**ФРАГМЕНТ ТЕКСТА:**
При всей популярности гуннской и готской традиций, обращение к средневековым историческим сочинениям показывает, что «превращение» в потомков гуннов или готов было далеко не единственной возможной стратегией для того, чтобы обрести достойных предков, способных конкурировать в доблестях и славе с римлянами. При наличии должной эрудиции и таланта можно было даже создать новую, неизвестную доселе, эпохалистскую идентичность в античном интерьере. Классическим примером подобного подхода является знаменитый труд валлийского историка Гальфрида Монмутского «О деяниях бриттов» («De gestis Britonum») (ок. 1136 г.)[203], где конструируется квазиимперская «бриттская» идентичность, а древняя Британия выступает равноправным партнером и соперником Римской империи[204]. Похожее явление наблюда ется и в труде датского историка Саксона Грамматика «Деяния данов» («Gesta Danorum») (ок. 1200 г.)[205]. Созданный в период датского великодержавия, когда сфера влияния датской короны простиралась от Рюгена до Эстонии, труд Саксона Грамматика представляет нам величественную картину истории «балтийской империи» данов[206], которая посредством использования антикизирующих географических и этнических названий, а также недвусмысленных исторических аллюзий вызывает у читателя однозначные ассоциации со «средиземноморской империей» римлян[207].

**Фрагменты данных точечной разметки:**
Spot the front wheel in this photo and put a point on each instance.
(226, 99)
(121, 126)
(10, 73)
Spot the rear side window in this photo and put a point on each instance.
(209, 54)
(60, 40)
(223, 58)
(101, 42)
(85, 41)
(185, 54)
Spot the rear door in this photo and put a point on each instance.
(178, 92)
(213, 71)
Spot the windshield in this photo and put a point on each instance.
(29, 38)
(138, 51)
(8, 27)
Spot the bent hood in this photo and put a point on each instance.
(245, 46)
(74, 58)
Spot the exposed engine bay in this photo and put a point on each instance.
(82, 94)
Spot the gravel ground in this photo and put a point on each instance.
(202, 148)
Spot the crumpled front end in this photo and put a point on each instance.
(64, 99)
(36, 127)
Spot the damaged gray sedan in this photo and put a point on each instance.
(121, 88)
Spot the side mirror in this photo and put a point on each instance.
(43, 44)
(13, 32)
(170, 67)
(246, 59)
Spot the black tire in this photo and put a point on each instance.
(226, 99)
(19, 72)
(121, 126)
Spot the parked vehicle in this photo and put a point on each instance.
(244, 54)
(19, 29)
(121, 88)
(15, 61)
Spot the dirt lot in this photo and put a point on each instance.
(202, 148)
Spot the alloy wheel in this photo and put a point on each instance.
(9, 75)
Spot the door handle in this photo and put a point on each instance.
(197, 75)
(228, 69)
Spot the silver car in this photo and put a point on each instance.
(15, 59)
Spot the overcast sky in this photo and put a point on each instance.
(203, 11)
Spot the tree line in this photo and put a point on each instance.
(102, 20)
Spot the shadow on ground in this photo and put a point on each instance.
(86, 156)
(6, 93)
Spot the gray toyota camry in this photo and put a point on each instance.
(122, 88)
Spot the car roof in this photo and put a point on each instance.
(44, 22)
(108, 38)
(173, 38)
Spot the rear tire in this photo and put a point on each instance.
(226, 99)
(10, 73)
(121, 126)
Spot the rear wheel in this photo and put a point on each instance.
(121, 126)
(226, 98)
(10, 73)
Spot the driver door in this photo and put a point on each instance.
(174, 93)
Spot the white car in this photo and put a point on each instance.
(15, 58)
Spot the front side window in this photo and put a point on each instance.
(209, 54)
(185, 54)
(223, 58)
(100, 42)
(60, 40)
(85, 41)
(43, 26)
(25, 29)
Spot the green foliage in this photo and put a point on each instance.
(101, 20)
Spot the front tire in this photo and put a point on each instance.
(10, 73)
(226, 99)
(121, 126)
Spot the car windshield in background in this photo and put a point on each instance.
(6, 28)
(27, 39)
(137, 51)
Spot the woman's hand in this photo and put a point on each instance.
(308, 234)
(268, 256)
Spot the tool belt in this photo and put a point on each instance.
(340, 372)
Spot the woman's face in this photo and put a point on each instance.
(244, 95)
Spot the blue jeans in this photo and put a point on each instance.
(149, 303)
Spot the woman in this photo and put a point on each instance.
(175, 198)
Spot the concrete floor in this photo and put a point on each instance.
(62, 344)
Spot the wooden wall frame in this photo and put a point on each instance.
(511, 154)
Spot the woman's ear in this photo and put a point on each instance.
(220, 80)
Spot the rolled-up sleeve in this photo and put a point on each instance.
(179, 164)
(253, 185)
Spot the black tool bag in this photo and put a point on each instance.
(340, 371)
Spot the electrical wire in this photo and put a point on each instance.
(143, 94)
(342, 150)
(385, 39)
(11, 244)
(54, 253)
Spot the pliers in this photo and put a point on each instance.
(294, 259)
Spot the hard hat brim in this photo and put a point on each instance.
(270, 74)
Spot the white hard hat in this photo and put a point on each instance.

**ЗАДАНИЯ:**
**1)** Перечислите все народы, которые названы во фрагменте существительными-этнонимами.
**2)** Согласно фрагменту, от какой территории и до какой простиралась сфера влияния датской короны в период датского великодержавия?
Для выполнения заданий используйте исключительно фрагмент.

**ПРАВИЛЬНЫЕ ОТВЕТЫ:**
**1)** Гунны, готы, римляне, бритты, даны.

**2)** От Рюгена до Эстонии.